— To be done —
Print the full interview excerpt about rapping word for word.

You can rap about anything I don’t care but it is cultural appropriation/expropriation because you’re just talking about something that you don’t know in a way that is wrong. This is the reason why the thing I am doing, I believe, is going to stand out. I lived in New York for a couple of years — I was living in Washington Avenue, in Brooklyn. I did a fashion show with A$AP Rocky. I know these people. I know the Underachievers. Those people are my biggest influences. Coming up with those people around; you share things them, especially if you like what they’re doing, you feel that you’re pretty much on the same page not only as far as the music is concerned but a certain mind-set or approach to life, culture so I just felt like I found my dimension over there and this is still what I am trying to push with the stuff that I do. Even if it is in Italian, it might be good. People might start understanding some of the new things by the means of what I do.
Do you MC in English?
I have already done it. I started rapping by free-styling just from the top of my head because I didn’t have written rhymes and punch-lines to use but I wanted to go to cyphers and battles. I thought rapping of the top of your head was just the average thing you should do if you want to rap so I insisted on that up until the point where that became my state of mind and A$AP Rocky knows one thing or two about this because he kept saying that you should get your mind used to it and you don’t need anything else. So, yes I rapped in English as well. Maybe I am not as fast as I am in Italian but I can come up with things with like one second more!

— Shape labeling entries —
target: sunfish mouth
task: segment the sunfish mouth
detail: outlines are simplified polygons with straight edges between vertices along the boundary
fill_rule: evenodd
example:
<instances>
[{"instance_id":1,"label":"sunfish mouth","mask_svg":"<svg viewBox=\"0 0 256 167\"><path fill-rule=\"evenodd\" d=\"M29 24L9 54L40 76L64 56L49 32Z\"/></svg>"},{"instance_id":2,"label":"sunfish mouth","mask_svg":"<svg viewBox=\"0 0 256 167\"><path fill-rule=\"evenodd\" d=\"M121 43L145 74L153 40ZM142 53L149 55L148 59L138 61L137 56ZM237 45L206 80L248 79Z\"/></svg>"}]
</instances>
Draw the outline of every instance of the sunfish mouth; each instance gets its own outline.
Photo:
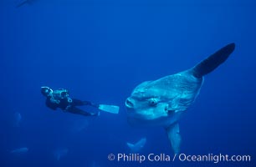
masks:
--
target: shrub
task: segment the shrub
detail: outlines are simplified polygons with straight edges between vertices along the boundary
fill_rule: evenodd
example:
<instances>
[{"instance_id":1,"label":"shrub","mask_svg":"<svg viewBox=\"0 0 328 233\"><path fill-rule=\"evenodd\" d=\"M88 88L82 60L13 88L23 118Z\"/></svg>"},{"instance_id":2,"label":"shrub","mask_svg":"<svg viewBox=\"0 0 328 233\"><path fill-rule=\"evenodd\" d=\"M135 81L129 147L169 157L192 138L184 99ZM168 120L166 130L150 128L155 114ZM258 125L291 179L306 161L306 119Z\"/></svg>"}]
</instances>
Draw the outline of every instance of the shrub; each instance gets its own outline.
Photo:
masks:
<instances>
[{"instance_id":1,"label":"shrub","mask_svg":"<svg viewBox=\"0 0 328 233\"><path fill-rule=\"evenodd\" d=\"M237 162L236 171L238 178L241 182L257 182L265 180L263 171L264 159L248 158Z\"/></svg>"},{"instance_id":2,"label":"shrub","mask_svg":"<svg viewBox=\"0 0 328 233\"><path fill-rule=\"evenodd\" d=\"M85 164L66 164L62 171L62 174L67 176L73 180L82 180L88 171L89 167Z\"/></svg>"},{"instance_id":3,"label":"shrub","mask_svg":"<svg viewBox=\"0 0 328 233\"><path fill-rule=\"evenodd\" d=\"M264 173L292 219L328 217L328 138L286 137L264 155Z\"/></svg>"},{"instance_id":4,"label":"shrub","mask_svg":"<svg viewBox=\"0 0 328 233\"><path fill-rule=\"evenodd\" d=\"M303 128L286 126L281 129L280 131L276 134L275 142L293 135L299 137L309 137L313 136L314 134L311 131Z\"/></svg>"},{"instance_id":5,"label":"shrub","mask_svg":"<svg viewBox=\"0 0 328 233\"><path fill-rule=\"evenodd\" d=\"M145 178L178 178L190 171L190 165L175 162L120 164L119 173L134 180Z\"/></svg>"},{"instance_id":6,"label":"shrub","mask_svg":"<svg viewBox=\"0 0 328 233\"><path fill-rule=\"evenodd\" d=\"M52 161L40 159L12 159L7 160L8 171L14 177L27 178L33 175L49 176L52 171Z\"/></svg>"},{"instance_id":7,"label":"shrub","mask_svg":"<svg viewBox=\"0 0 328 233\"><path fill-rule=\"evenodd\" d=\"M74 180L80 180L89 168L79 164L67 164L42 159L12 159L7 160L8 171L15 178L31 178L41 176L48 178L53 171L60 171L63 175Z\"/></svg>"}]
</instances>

— Written solution —
You can rap about anything I don’t care but it is cultural appropriation/expropriation because you’re just talking about something that you don’t know in a way that is wrong. This is the reason why the thing I am doing, I believe, is going to stand out. I lived in New York for a couple of years — I was living in Washington Avenue, in Brooklyn. I did a fashion show with A$AP Rocky. I know these people. I know the Underachievers. Those people are my biggest influences. Coming up with those people around; you share things them, especially if you like what they’re doing, you feel that you’re pretty much on the same page not only as far as the music is concerned but a certain mind-set or approach to life, culture so I just felt like I found my dimension over there and this is still what I am trying to push with the stuff that I do. Even if it is in Italian, it might be good. People might start understanding some of the new things by the means of what I do.
Do you MC in English?
I have already done it. I started rapping by free-styling just from the top of my head because I didn’t have written rhymes and punch-lines to use but I wanted to go to cyphers and battles. I thought rapping of the top of your head was just the average thing you should do if you want to rap so I insisted on that up until the point where that became my state of mind and A$AP Rocky knows one thing or two about this because he kept saying that you should get your mind used to it and you don’t need anything else. So, yes I rapped in English as well. Maybe I am not as fast as I am in Italian but I can come up with things with like one second more!